▸ **DATA PROVIDED**
────────────────
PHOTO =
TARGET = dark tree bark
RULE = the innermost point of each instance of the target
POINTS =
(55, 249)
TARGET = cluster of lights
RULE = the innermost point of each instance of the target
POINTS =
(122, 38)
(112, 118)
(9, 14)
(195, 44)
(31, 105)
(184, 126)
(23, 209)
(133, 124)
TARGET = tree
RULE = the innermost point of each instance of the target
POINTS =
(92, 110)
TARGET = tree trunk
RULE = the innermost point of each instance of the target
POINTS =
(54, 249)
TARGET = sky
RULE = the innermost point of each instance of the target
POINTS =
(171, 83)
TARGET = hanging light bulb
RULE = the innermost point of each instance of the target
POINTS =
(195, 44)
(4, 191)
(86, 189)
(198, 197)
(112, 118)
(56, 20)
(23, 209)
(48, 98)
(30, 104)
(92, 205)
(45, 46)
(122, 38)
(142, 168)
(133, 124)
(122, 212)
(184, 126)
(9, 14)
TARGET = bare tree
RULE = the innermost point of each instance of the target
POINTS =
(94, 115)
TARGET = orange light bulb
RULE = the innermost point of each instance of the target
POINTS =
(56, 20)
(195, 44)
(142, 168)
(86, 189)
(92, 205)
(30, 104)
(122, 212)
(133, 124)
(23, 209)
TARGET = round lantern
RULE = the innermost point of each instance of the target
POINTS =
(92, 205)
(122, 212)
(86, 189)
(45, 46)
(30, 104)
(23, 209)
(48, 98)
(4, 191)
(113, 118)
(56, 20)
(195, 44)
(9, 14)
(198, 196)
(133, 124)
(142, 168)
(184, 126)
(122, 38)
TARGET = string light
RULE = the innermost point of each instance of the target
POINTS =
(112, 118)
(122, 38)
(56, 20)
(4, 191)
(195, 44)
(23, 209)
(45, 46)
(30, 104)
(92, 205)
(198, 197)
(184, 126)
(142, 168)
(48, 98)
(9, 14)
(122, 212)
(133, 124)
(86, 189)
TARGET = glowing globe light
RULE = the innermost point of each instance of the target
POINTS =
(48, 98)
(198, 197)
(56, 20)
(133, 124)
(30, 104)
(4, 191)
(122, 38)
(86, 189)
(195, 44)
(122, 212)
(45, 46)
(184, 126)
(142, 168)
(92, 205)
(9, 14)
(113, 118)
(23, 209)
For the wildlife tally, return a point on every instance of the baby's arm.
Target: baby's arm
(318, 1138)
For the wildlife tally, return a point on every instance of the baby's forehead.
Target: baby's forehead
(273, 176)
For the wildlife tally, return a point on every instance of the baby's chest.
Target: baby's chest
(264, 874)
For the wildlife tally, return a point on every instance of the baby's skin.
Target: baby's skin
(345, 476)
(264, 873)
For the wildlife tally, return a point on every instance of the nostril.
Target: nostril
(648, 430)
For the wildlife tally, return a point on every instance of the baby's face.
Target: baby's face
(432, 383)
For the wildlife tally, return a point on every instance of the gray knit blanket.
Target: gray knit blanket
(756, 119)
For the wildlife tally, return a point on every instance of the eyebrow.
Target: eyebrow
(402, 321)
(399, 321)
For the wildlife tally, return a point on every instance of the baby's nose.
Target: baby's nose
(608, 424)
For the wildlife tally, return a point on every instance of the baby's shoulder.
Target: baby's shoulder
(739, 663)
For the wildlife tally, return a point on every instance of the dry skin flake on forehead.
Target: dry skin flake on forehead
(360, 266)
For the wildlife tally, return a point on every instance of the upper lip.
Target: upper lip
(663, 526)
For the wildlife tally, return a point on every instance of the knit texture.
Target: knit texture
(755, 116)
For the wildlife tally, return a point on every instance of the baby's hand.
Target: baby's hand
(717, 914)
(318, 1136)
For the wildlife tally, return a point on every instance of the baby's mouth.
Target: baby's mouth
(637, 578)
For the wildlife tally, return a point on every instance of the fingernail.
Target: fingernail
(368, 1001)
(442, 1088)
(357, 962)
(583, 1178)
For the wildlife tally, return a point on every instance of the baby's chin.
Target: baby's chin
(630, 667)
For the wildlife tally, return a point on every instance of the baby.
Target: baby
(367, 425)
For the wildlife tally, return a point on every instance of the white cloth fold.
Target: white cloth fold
────────────────
▸ **WHAT IS REQUIRED**
Return a copy of each line of the material that holds the word "white".

▸ **RESPONSE AREA**
For the wildlife tally, return a point on every instance of the white cloth fold.
Target: white cloth fold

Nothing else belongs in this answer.